** BEGIN Text extract **

Friday 24 January 2014

PAUL AND RINGO TO FIGHT TO THE DEATH AT GRAMMY AWARDS



It has been confirmed that this week’s Grammy Awards ceremony will include a very special performance, as Paul McCartney and Ringo Starr will fight one another to the death in order to finally determine who will become the last surviving Beatle.

Speculation has been mounting since Starr “called out” McCartney on his All-Starr Band’s 2010 album Live at the Greek Theatre. The spectacle will be a treat for all Beatles enthusiasts, promising to come close to the unsurpassable level of thrilling tenseness captured in the footage of the Let It Be recording sessions.

The duo will perform a couple of their old hits one final, poignant time before each selecting a weapon from the gladiatorial arsenal at stage left. The audience will be encouraged to chant the “na na na” bit from the end of ‘Hey Jude’ over and over again until one ex-member of the Fab Four ceases to breathe. The victor will then be crowned with an apple-shaped coronet and the loser’s body thrown into a skip round the back with host LL Cool J’s discarded jokes and Robin Thicke’s latest victims.

Commenting on the imminent tussle, Sir Paul McCartney said, “I love Ringo, y’now, oh yeah, woooooo. He’s a brother, y’know, oooooooh, a brother to me, all right, wooooooh, yeah. But we gotta sort this out, y’know? Ooooooh. Oh yeah.”

Not-Sir Ringo Starr MBE had these firm words for his opponent: “That asshole is going down, man. Peace and love, peace and love. I’m gonna teach him pain the likes of which he’s never imagined in his worst nightmares. Peace and love, peace and love. He is one dead motherf***er. Peace and love, peace and love.”

The evening will then climax with Dave Grohl and Josh Homme collaborating on some really weak shit.

Friday 3 January 2014

SPINAL BAP'S TOP ALBUMS OF 2013

 

My Duncan Bannatyne - m d b
If you were a lively new band with an exciting debut to plug in 2013, your chances were doomed to failure. With the marketplace saturated by the overdue return of countless yesteryear legends, 2013 was instantly heralded as “The Year of the Splashback”. The trend began in February as the music press went into hysterical, thigh-rubbing overdrive after a certain highly-influential recluse suddenly announced his return after several years of mysterious absence. The abrupt release of My Duncan Bannatyne’s third LP caused Twitter to crash, Amazon were forced to build a whole new warehouse to deal with the quantity of orders, and droves of music journalists had to cancel all immediate plans to stay up all night writing about something they hadn’t had any time to fully absorb. The Guardian wrote that with its “vocals half-buried beneath a mesh of guitars and samples so dense as to be unfathomable”, m d b “instils a kind of pleasurably baffled awe”. Pitchfork praised its unconventional, spookily timeless mixture of oceanic distortion, ethereal singing, and angry Scotch entrepreneurialism. And Paul Morley eulogized this cultural watershed on the BBC’s relaunched Review Show through the medium of a startlingly erotic interpretive dance wearing a black turtleneck and no trousers.

** END Text extract **

To be done:
1. List every person named in the music blog post about the Grammy Awards.
2. In the music blog post about the Grammy Awards, what will the victor be crowned with?
3. Continue the music blog's list of top albums of 2013 from the point where it stops.

** BEGIN Information provided **

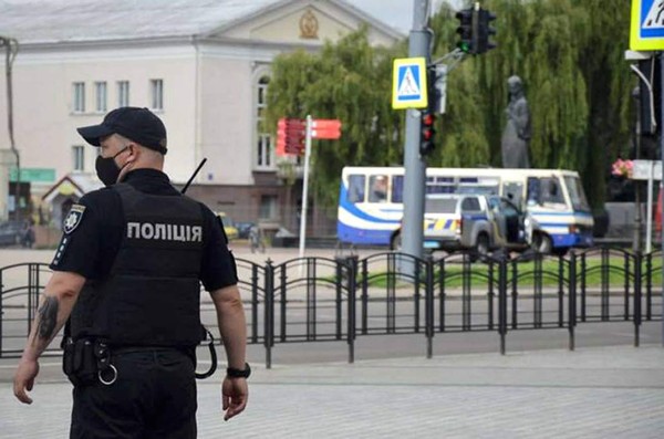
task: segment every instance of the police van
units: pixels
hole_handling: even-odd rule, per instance
[[[393,249],[400,244],[393,243]],[[528,245],[526,216],[511,201],[498,196],[427,195],[424,245],[449,252],[475,250],[479,254],[495,249],[522,250]]]

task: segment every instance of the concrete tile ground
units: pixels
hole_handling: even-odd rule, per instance
[[[48,359],[44,359],[46,362]],[[51,362],[56,363],[53,358]],[[3,365],[1,367],[9,367]],[[220,415],[220,377],[199,384],[199,438],[662,438],[664,348],[447,355],[256,365],[247,411]],[[64,438],[71,387],[34,404],[0,383],[1,438]]]

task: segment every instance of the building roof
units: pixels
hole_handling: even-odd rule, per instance
[[[343,0],[330,0],[401,35]],[[0,34],[25,43],[207,35],[292,0],[0,0]]]
[[[62,177],[42,196],[45,202],[52,202],[59,195],[74,195],[76,198],[103,188],[104,185],[93,174],[71,173]]]

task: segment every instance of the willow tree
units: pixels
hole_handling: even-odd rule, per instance
[[[584,180],[589,197],[605,198],[605,181],[619,154],[629,154],[630,101],[636,85],[624,50],[629,46],[630,2],[573,0],[588,13],[589,36],[581,48],[580,69],[588,84],[588,146]],[[596,202],[595,202],[596,203]]]
[[[392,60],[405,45],[374,48],[367,29],[326,42],[317,53],[277,56],[268,93],[266,123],[280,117],[338,118],[339,140],[314,140],[312,188],[319,202],[334,205],[341,169],[351,165],[394,166],[403,157],[403,118],[391,107]]]

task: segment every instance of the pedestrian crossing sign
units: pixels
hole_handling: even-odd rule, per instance
[[[427,102],[426,60],[394,60],[392,70],[392,108],[425,108]]]
[[[630,49],[664,50],[664,1],[632,0]]]

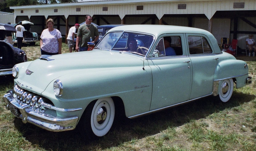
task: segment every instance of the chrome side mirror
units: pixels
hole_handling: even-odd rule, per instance
[[[159,51],[157,50],[155,50],[153,51],[153,54],[150,55],[150,56],[153,56],[155,57],[159,57],[159,55],[160,54],[160,53]]]

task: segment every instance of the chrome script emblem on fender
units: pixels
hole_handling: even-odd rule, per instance
[[[26,70],[26,74],[27,74],[30,75],[31,75],[32,73],[34,73],[34,72],[31,71],[29,70],[29,69],[27,69]]]

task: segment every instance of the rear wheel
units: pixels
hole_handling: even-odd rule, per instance
[[[115,105],[111,97],[99,99],[86,108],[81,117],[80,128],[87,138],[103,136],[110,129],[114,115]]]
[[[223,102],[227,102],[233,93],[234,83],[232,78],[225,79],[221,83],[219,96]]]
[[[31,46],[34,46],[36,44],[36,42],[30,42],[29,43],[29,44]]]

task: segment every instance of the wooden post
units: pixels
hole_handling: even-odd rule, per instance
[[[159,25],[162,25],[163,23],[163,18],[161,18],[159,20]]]
[[[121,20],[121,24],[125,24],[125,20],[124,19],[124,17]]]
[[[212,18],[209,20],[208,22],[208,31],[212,33]]]
[[[68,16],[67,18],[66,19],[66,44],[67,43],[67,38],[68,37],[68,27],[69,27],[69,16]]]

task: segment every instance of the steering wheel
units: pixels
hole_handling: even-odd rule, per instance
[[[137,53],[144,56],[146,55],[148,51],[148,49],[144,47],[139,47],[137,49]]]

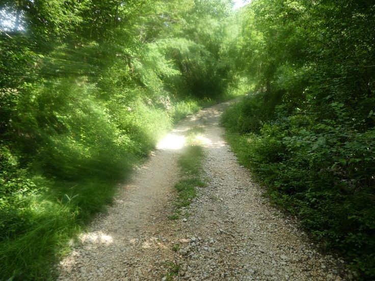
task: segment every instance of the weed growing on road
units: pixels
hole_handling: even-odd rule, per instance
[[[178,219],[182,214],[181,208],[188,207],[197,196],[197,187],[204,186],[201,179],[202,165],[204,158],[204,152],[202,146],[197,145],[201,127],[195,127],[188,132],[188,145],[184,148],[178,159],[181,168],[181,178],[175,184],[177,198],[175,202],[176,209],[171,219]],[[184,214],[186,215],[186,212]]]

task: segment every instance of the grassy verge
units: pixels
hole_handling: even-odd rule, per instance
[[[370,133],[332,129],[327,121],[315,124],[301,114],[270,120],[264,108],[269,104],[259,100],[250,97],[223,116],[239,161],[272,202],[301,218],[322,248],[341,253],[359,276],[373,279],[373,184],[365,173],[372,171],[373,154],[371,138],[364,138]]]
[[[204,152],[196,137],[202,131],[201,128],[195,127],[188,132],[188,145],[178,159],[181,179],[175,185],[177,196],[174,203],[174,213],[170,216],[171,219],[177,219],[181,215],[188,215],[186,211],[182,213],[182,208],[189,206],[197,196],[197,187],[205,185],[201,179]]]

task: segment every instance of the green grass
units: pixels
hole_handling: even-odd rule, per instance
[[[16,232],[0,240],[2,280],[54,279],[53,266],[69,252],[69,241],[93,214],[104,211],[116,191],[112,182],[60,183],[58,192],[24,199]]]
[[[168,268],[168,272],[167,273],[166,281],[172,281],[173,277],[178,276],[178,271],[180,270],[180,265],[177,262],[170,262],[167,263],[166,265]]]

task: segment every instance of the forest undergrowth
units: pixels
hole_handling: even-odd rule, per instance
[[[225,113],[227,139],[274,203],[373,279],[375,6],[258,0],[241,13],[255,87]]]

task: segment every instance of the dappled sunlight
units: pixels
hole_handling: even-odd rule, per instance
[[[112,236],[101,231],[84,233],[79,238],[84,244],[109,244],[113,242]]]
[[[185,137],[182,135],[169,133],[157,144],[156,148],[163,150],[181,149],[185,144]]]

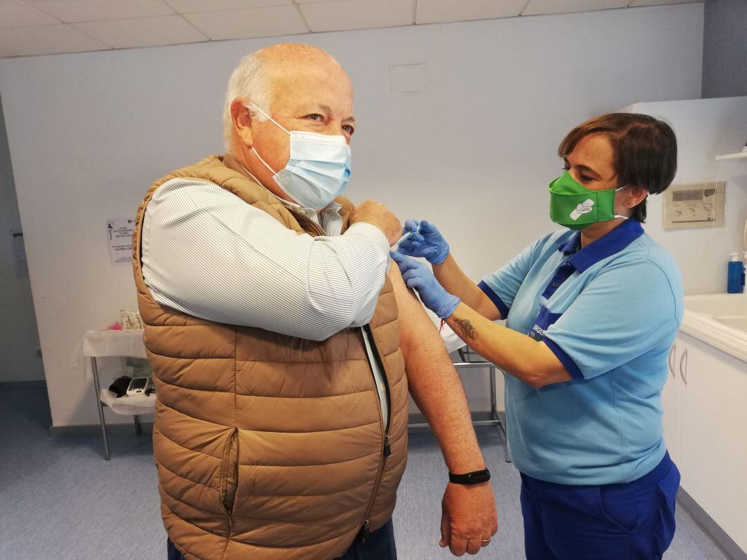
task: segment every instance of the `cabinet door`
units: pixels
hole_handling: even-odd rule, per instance
[[[747,363],[688,335],[681,339],[682,487],[747,550]]]
[[[680,386],[682,381],[677,372],[677,359],[684,345],[678,339],[672,345],[669,357],[669,376],[661,393],[661,405],[664,410],[664,441],[669,456],[675,463],[680,454]]]

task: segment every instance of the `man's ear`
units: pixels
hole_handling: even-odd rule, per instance
[[[247,108],[246,100],[235,99],[231,102],[231,120],[233,121],[234,132],[236,134],[239,141],[247,148],[254,145],[254,139],[252,134],[252,118],[251,111]]]

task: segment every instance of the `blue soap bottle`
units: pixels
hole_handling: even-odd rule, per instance
[[[726,291],[730,294],[741,294],[745,291],[745,265],[739,253],[731,253]]]

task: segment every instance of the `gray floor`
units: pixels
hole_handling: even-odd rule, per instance
[[[165,560],[149,437],[111,437],[105,461],[100,437],[51,437],[49,423],[44,390],[0,388],[0,560]],[[518,476],[503,461],[497,431],[479,435],[500,525],[479,556],[521,560]],[[394,514],[400,560],[453,558],[438,546],[445,475],[433,437],[411,435]],[[728,560],[683,508],[665,558]]]

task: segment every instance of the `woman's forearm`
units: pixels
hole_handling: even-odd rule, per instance
[[[571,375],[547,345],[496,324],[462,301],[447,324],[486,360],[534,387],[571,380]]]
[[[493,302],[462,271],[452,255],[447,256],[440,265],[433,265],[433,274],[447,292],[456,295],[472,309],[477,310],[486,317],[501,319],[500,313]]]

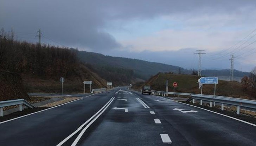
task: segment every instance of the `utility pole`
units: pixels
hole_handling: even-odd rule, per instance
[[[41,36],[42,34],[42,33],[41,33],[41,29],[39,29],[39,31],[38,31],[37,32],[38,33],[38,35],[36,35],[36,36],[38,37],[38,42],[39,44],[41,44]]]
[[[204,51],[204,50],[197,50],[197,51],[199,51],[199,53],[195,53],[195,54],[199,54],[199,60],[198,61],[198,76],[201,76],[202,75],[202,54],[206,53],[202,53],[202,51]]]
[[[234,74],[234,55],[230,55],[231,59],[231,66],[230,67],[230,73],[229,74],[229,81],[233,81],[233,77]]]

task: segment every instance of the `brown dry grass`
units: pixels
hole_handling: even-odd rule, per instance
[[[66,103],[68,102],[69,102],[69,101],[73,101],[74,100],[75,100],[76,99],[78,99],[80,98],[79,97],[66,97],[64,98],[64,99],[63,100],[61,100],[58,101],[57,101],[54,102],[52,103],[50,103],[49,104],[43,105],[41,106],[40,106],[39,107],[52,107],[54,106],[56,106],[58,105],[61,105],[62,104],[64,104],[65,103]]]

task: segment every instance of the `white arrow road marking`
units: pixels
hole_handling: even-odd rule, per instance
[[[168,101],[167,101],[167,100],[154,100],[157,101],[158,102],[168,102]]]
[[[172,140],[171,140],[170,137],[169,137],[168,134],[160,134],[160,135],[161,136],[162,141],[164,143],[172,142]]]
[[[162,122],[160,121],[160,120],[159,119],[154,119],[154,120],[155,121],[155,124],[162,124]]]
[[[120,108],[116,107],[113,107],[112,108],[113,108],[113,109],[124,109],[124,111],[125,111],[125,112],[128,112],[128,108]]]
[[[180,109],[179,108],[176,108],[174,109],[173,110],[179,111],[180,112],[183,112],[183,113],[191,113],[191,112],[193,112],[196,113],[197,112],[197,111],[192,111],[192,110],[187,111],[183,111],[183,110],[184,110],[185,109]]]
[[[117,99],[118,100],[124,100],[125,101],[127,101],[127,99]]]

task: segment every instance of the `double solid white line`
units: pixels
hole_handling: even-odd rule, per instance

** END Information provided **

Answer set:
1. Paul McCartney, Ringo Starr, LL Cool J, Robin Thicke, Dave Grohl, Josh Homme

2. An apple-shaped coronet.

3.
David Bowie - Remember Heroes? That was good wasn’t it? This isn’t Heroes
Another month, another return of some legend or other. This time, Lord David of Bowie cancelled dinner plans with Ricky “mong-basher” Gervais, threw a new LP into the trough of the grovelling public, and promptly naffed off again with one casual flap of his Goblin King cloak without even bothering to tour. Still, at least the record’s po-mo back-referencing artwork inspired many of us to dust off our copies of Heroes, book tickets for that V&A show and relive happier times. The Bowie show proved the most successful exhibition to hit London since David Hockney’s propagandist campaign to convince Southerners that there’s actually some colour in the North of England and that the trees are bright purple and everything (f.y.i. the reality up here remains very much dead monochrome kestrels and whippet-baiting gambling rings).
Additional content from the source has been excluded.